_REQUIREMENTS_
- a) In the dCache checksum ticket, rewrite the passage starting with "config.py:readDCacheChecksums() Looks for" and going on through "and dcache (get)", changing "dictionary" to "map".
- b) According to the dCache checksum ticket, what does readDCacheChecksums() return when the 'read-dcache-checksums' entry is absent from the config file?
- c) Please write the next part of the dCache checksum ticket, picking up from its final words.
====== QUOTED TEXT ======
Read adler32 checksums directly from dCache
dCache supports accessing the checksum through a pseudo file like
.(get)(/pnfs/...)(checksum) . So if the input directory is in pnfs space we can read the checksum directly out of it and add it to the metadata. Or if the file already has metadata we should compare the db checksum to the actual one and reject the file if there's a mismatch.
Since dzero/cdf don't support adler32 checksums it should be possible to disable this feature.
#2 Updated by Dennis Box over 5 years ago
- Status changed from Assigned to Feedback
- Assignee changed from Dennis Box to Robert Illingworth
I have pushed some changes to origin/10046 git branch, and re-assigned this ticket to Robert for feedback.
config.py:readDCacheChecksums() Looks for an entry 'read-dcache-checksums' in the [main] section
of the config file. If entry is True or absent, method returns True.
If the entry is False, method returns False.
pnfs.py:getEnstoreFileDetails() New optional parameter, readFromDCache=True . If true,
reads the adler32 checksum from dcache metadata ,
and puts it in the dictionary that the method returns
UPDATE: after talking with Robert before I hit 'send' I see this
needs work, I was splitting off ADLER32 from ADLER32:some_value
filestate.py:_checkLabel() Calls getEnstoreFileDetails() with config.readFromDCache() value
filestate.py:_handlePnfsResults(): Flow of control used to switch on whether getEnstoreFileDetails() returned
an empty dictionary or not. Since enstore (layer4) and dcache (get)
====== SUPPLIED DATA ======
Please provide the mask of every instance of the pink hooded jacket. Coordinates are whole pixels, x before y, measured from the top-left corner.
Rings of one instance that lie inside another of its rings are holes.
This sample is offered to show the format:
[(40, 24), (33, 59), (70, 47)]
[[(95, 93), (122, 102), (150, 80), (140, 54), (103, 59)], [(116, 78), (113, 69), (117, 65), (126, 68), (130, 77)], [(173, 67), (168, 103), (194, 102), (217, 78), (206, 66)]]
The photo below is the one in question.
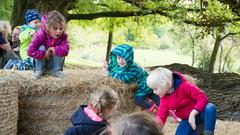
======
_THE RESULTS_
- a)
config.py:readDCacheChecksums() Looks for an entry 'read-dcache-checksums' in the [main] section
of the config file. If entry is True or absent, method returns True.
If the entry is False, method returns False.
pnfs.py:getEnstoreFileDetails() New optional parameter, readFromDCache=True . If true,
reads the adler32 checksum from dcache metadata ,
and puts it in the map that the method returns
UPDATE: after talking with Robert before I hit 'send' I see this
needs work, I was splitting off ADLER32 from ADLER32:some_value
filestate.py:_checkLabel() Calls getEnstoreFileDetails() with config.readFromDCache() value
filestate.py:_handlePnfsResults(): Flow of control used to switch on whether getEnstoreFileDetails() returned
an empty map or not. Since enstore (layer4) and dcache (get)

- b) It returns True.

- c)
metadata can both now be called, returned dictionary can have one entry
in it if layer4 unreadable. Flow of control now switches on whether number
of entries in dictionary is greater than 1.
new directory python/test
new files test_config.py Tests readFromDCache() use of 'read-dcache-checksums'
test_config.ini input file for test_config.py
test_pnfs.py Tests that layer4 and dcache metadata being read correcly
Usage of the tests:
export CONFIG_FILE=`pwd`/test_config.ini (or whatever file you want)
NB both of the test files only have one test_(something) method in their suite. Adding a second
test to test_pnfs.py confused the reactor. I am working on figuring out why, unit testing is in
general a good thing.